» **Work required**
Go over the data and copy out each line with "facade" in it.

» **Data under study**
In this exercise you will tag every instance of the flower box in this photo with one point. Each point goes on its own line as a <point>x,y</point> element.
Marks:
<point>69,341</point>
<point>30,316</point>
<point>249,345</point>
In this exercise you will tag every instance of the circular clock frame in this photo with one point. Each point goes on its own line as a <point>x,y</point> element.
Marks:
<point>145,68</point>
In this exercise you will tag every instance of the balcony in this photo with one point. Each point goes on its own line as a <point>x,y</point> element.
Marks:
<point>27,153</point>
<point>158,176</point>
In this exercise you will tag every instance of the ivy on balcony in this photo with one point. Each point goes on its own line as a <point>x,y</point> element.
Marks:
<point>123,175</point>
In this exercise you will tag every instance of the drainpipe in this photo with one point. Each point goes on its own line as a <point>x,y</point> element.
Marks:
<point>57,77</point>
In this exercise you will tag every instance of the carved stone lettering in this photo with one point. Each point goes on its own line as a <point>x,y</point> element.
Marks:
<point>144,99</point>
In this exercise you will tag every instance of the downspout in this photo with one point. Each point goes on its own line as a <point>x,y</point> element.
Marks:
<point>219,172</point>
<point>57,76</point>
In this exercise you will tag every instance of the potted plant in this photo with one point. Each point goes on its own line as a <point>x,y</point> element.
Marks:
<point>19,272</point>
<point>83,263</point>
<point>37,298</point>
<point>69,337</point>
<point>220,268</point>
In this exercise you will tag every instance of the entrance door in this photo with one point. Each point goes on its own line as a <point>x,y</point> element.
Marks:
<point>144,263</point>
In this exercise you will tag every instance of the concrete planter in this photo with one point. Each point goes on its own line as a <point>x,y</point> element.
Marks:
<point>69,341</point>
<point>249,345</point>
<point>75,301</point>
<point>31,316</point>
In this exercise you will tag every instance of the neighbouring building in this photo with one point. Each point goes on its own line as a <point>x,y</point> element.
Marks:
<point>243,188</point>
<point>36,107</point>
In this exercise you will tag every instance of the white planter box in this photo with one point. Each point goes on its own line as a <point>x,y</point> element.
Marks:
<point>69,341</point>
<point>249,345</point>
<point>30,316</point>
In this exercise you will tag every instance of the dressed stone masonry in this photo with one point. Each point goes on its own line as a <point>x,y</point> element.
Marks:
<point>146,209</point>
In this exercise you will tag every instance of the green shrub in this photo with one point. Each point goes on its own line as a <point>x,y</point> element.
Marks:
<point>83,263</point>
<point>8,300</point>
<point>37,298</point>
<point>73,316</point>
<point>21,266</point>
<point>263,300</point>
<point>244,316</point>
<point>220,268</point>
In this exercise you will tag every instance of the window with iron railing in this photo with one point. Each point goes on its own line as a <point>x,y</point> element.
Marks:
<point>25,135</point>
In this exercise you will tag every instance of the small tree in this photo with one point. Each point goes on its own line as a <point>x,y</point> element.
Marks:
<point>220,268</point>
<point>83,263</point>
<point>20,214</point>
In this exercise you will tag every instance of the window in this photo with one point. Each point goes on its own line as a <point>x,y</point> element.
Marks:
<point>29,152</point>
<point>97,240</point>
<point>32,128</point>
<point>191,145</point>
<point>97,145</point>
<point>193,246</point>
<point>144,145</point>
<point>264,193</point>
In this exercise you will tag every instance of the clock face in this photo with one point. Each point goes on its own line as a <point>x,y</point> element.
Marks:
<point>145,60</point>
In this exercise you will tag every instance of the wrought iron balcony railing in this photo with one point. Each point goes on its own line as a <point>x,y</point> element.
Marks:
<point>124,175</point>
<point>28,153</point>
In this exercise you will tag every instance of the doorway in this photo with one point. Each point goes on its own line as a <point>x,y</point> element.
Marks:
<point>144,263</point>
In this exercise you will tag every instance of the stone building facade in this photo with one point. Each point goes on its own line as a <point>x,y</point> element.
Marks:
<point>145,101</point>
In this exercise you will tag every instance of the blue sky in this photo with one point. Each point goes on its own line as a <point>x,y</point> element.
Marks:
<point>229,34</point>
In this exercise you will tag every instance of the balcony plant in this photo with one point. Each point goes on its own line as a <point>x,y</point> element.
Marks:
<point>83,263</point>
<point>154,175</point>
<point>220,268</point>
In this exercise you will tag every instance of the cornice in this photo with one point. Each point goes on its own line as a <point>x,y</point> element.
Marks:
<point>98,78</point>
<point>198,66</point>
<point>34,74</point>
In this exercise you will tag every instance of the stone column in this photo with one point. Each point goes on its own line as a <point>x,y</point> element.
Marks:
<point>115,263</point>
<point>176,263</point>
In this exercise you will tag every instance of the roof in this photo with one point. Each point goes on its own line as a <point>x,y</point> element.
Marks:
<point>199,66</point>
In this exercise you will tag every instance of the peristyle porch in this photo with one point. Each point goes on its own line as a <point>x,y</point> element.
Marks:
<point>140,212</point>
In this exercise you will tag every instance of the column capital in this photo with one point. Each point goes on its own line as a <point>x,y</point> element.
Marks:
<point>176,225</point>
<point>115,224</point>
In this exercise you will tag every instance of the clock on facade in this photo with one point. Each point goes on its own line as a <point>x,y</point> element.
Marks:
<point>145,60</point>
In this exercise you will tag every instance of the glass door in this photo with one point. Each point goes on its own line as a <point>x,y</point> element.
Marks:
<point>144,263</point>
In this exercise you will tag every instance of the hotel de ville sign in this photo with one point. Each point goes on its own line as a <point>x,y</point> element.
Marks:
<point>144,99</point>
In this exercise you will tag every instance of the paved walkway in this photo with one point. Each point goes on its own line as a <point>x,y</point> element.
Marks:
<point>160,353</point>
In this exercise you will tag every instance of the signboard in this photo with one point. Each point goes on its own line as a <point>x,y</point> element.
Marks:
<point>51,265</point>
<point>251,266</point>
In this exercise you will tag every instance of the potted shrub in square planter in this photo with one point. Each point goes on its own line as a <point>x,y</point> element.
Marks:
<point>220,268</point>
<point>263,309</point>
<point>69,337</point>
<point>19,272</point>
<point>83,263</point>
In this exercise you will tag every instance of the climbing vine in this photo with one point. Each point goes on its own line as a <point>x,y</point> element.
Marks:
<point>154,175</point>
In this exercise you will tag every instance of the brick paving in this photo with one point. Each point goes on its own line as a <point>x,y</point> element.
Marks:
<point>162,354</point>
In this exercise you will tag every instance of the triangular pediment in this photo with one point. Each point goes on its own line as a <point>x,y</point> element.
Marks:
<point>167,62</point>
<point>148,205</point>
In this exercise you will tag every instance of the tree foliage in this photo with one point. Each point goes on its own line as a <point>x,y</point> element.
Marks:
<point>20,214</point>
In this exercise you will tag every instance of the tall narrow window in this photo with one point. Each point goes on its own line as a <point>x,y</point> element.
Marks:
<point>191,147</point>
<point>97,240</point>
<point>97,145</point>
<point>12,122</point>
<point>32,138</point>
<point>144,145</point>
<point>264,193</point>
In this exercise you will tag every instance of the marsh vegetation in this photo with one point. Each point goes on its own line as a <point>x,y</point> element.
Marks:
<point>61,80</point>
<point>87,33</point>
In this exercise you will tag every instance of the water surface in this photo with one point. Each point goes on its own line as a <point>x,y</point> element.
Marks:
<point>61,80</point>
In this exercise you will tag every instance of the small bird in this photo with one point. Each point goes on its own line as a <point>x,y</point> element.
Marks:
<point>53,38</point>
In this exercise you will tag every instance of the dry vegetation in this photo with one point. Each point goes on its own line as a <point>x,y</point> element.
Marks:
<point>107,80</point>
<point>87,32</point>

» **Exercise solution**
In this exercise you will tag every instance of the stone building facade in this photo with one point. Each point goes on its own line as a <point>x,y</point> element.
In this exercise you will tag every instance of the clock on facade in this photo with one point. Each point goes on its own line as a <point>x,y</point> element.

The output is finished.